■ WHAT YOU SHOULD DO ■
Tally the lines in the data below that contain the string "ruined", and give only the number.

__________________________________________________

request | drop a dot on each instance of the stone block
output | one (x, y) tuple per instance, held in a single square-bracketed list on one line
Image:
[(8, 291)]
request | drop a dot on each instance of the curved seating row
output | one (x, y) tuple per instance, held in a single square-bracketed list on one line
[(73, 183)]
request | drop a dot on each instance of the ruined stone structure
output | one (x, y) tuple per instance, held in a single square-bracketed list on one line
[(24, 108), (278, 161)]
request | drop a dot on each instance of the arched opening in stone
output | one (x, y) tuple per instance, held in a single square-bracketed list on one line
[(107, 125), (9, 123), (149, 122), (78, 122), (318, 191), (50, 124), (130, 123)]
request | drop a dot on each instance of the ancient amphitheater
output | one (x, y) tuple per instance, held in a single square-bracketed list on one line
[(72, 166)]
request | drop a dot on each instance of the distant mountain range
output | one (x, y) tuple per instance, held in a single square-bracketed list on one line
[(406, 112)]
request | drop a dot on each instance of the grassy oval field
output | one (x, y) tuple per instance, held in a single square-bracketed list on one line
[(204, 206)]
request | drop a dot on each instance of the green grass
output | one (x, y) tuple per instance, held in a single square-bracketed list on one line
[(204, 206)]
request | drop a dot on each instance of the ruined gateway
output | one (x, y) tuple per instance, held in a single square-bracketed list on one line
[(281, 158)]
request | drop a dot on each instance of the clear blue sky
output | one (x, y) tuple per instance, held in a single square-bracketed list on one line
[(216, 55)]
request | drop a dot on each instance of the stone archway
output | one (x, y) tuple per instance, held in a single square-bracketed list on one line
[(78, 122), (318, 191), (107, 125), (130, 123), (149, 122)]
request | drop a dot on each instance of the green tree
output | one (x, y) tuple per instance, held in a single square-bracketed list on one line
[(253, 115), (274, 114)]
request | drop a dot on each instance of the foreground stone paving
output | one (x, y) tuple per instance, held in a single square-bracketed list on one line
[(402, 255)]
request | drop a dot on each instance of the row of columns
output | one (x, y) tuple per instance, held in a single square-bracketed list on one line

__________________________________________________

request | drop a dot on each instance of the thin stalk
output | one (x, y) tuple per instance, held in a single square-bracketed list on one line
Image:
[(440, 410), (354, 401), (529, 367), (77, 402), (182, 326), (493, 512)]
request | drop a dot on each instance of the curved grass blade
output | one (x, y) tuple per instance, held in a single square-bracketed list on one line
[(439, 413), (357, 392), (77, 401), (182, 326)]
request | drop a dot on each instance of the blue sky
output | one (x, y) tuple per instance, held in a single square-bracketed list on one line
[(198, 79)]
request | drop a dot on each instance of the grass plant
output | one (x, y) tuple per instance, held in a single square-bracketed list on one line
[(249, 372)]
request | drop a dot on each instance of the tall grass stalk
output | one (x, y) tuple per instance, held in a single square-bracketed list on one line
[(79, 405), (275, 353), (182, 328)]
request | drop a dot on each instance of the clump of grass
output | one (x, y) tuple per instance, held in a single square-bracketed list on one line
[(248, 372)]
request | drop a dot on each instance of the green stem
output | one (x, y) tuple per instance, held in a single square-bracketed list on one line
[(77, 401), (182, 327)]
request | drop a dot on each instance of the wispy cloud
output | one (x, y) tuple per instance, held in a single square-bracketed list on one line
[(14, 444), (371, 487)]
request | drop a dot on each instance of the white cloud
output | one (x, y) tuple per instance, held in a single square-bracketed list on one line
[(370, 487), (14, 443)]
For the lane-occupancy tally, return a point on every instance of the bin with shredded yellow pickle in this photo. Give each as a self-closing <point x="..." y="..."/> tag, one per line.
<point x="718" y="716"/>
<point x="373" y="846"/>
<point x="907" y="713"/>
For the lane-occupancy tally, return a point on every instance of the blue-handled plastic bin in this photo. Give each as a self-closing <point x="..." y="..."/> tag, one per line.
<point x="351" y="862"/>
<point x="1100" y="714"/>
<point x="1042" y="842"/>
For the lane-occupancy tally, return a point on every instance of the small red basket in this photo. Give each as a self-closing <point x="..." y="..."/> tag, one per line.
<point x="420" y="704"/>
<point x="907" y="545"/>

__________________________________________________

■ THE SOLUTION ■
2